- [Vorliegender Auszug]
■ ■ ■ ■

# Vorsicht. AGB-Änderung bei ClickandBuy



## Spiball (23 Oktober 2009)

Hallo,
ich möchte hier auf die AGB-Änderung bei ClickandBuy aufmerksam machen. Inaktivität bestraft das Unternehmen in Zukunft mit Zusatzkosten von einem Euro pro Monat. Dabei wird das Ganze als  "Optimierung der AGB" verschleiert. Für mich eindeutig Abzocke.

Und es geht noch weiter: Ich hab jetzt schon mehrfach meine Mitgliedschaft gekündigt. Allerdings ist ClickandBuy nicht in der Lage, eine Bestätigung innerhalb von zwei Wochen zu verschicken.

Ich bin schon seit 12 Jahren im Internet unterwegs. Aber was da so in den letzten 2-3 Jahren abgeht, kann einfach nicht sein! Da müssen Gesetze her, damit solche Versuche bestraft werden!!!


----------



## Reducal (24 Oktober 2009)

*AW: Vorsicht. AGB-Änderung bei ClickandBuy*



Spiball schrieb:


> Inaktivität bestraft das Unternehmen in Zukunft mit Zusatzkosten von einem Euro pro Monat.

■ ■ ■ ■

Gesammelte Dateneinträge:

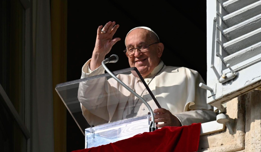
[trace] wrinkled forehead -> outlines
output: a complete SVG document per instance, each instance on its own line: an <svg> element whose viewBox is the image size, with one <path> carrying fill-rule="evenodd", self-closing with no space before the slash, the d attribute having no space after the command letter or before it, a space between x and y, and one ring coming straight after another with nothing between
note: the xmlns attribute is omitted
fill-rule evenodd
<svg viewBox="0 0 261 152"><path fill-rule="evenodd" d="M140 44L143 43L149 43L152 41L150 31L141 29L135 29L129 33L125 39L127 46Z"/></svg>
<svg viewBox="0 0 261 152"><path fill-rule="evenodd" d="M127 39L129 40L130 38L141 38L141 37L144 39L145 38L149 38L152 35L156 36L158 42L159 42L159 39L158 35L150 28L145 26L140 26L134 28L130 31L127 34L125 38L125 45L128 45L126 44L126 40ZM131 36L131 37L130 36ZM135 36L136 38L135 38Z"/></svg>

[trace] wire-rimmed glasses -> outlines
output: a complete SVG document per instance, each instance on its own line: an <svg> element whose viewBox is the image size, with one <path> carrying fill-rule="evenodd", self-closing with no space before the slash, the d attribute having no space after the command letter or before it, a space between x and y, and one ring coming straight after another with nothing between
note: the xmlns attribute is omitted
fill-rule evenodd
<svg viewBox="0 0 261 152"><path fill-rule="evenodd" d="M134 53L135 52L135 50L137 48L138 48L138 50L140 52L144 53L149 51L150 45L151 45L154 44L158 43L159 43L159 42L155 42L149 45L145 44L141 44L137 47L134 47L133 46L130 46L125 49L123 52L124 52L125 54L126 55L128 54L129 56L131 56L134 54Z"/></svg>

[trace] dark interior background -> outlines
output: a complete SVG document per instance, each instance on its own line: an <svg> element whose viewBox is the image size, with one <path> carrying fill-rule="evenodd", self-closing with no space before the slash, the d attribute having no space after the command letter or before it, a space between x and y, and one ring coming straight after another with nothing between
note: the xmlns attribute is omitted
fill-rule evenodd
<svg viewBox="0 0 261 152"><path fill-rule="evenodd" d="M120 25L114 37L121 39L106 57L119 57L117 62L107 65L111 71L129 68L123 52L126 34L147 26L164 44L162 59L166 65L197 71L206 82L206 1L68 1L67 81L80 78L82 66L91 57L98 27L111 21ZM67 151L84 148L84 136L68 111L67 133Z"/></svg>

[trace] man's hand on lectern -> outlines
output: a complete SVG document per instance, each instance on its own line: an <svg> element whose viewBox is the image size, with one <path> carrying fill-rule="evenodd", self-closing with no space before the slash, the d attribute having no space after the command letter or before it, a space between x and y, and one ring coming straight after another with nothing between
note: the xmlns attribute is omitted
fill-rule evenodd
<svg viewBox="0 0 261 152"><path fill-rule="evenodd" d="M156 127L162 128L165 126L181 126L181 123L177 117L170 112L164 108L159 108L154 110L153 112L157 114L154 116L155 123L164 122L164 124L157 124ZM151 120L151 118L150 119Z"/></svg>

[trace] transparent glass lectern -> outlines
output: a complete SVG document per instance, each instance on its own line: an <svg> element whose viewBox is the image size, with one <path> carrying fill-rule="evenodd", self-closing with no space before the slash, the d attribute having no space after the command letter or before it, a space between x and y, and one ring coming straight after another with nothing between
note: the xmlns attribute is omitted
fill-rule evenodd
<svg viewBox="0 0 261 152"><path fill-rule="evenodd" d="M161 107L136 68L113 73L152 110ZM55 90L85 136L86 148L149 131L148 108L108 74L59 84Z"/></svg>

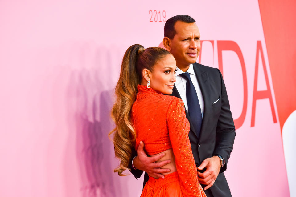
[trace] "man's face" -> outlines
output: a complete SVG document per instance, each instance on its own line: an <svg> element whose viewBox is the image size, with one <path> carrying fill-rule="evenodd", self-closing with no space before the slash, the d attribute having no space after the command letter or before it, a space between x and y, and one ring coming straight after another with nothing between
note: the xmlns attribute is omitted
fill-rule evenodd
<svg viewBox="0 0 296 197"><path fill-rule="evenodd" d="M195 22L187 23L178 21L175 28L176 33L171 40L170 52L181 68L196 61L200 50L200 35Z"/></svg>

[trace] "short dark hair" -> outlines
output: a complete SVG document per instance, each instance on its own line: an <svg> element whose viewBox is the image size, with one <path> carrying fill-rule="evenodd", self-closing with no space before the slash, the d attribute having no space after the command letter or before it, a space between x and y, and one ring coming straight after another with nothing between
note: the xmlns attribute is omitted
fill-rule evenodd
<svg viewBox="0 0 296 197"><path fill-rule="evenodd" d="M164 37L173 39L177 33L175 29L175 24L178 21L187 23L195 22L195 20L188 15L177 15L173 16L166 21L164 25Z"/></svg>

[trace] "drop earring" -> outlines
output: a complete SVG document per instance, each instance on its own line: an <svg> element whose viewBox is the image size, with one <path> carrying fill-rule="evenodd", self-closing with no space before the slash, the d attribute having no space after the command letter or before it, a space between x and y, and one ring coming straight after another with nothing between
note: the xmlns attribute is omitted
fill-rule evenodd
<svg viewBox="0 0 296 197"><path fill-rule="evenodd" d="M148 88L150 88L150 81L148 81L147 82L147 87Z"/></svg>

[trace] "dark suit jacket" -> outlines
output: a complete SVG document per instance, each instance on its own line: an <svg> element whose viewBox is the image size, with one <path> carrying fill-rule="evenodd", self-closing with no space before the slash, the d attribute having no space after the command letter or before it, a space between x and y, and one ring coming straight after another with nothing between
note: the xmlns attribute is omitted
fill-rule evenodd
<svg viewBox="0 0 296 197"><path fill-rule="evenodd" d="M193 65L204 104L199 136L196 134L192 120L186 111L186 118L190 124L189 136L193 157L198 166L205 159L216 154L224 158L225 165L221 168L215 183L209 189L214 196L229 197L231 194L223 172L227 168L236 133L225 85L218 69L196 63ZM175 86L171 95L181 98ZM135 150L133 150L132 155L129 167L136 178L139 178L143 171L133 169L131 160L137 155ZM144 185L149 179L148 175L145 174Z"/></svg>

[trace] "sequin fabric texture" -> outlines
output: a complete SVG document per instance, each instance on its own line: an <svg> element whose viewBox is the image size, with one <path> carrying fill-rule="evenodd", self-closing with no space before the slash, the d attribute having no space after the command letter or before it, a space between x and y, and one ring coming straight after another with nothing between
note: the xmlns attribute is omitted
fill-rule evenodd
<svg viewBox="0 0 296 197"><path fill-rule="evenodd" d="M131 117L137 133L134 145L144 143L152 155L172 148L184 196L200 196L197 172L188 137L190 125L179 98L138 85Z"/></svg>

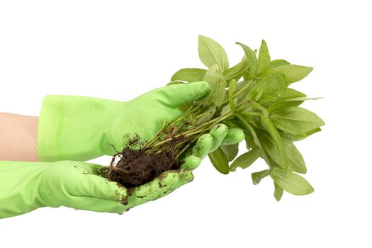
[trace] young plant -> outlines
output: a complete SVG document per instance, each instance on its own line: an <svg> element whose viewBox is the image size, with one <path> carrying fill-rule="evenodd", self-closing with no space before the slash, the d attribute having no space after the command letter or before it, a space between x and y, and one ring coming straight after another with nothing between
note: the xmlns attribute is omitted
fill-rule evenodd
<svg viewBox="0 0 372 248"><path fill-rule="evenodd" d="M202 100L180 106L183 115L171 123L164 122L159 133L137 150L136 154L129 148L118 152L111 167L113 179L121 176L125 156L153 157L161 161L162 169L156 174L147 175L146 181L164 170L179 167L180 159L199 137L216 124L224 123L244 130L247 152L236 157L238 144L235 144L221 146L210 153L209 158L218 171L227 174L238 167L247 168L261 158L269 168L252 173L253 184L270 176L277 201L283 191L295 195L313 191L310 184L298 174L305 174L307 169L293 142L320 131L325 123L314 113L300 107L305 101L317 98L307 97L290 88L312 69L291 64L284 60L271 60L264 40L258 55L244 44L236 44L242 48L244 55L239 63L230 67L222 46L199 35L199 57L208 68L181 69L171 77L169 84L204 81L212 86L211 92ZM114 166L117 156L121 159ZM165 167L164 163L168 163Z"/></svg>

■ ■ ■ ■

- [Aufgaben]
1. Nenne alle Zeiträume, die Spiball im Forumsthread zur AGB-Änderung bei ClickandBuy mit einer Zahl angibt.
2. Greife den Forumsthread zur AGB-Änderung bei ClickandBuy auf und schreibe ihn nach dem letzten gezeigten Satz weiter.

- [Lösungen der Übung]
1.
- innerhalb von zwei Wochen
- seit 12 Jahren
- in den letzten 2-3 Jahren

2.
Aus dem Stehgreif heraus würde ich das eher als Kontoführungsgebühren bezeichnen und bei Aktivität bekommt man eben den € erlasen. Niemand zwingt den gewandten Internetnutzer sich dem (durchaus risikobehafteten) Zahlungssystem der Kölner zu bedienen. Da muss man mMn eben auch mal auf ein Angebot verzichten können, wenn kein alterenatives System zur Verfügung steht.

Ich persönlich zahle ausschließlich per Lastschrift oder Kreditkarte und in geringfügigen Einzelfällen auch mal per Vorkasse. Selbst PayPal und T-Pay haben ja zwischenzeitlich anscheinend den Teufel gesehen und deshalb nehme ich an diesen Systemen schon lange nicht mehr teil. Click2Pay, ClickandBuy und wie die so alle heißen, sind nur Nischensysteme - wüsste nicht, wer die wirklich braucht.


----------



## Spiball (24 Oktober 2009)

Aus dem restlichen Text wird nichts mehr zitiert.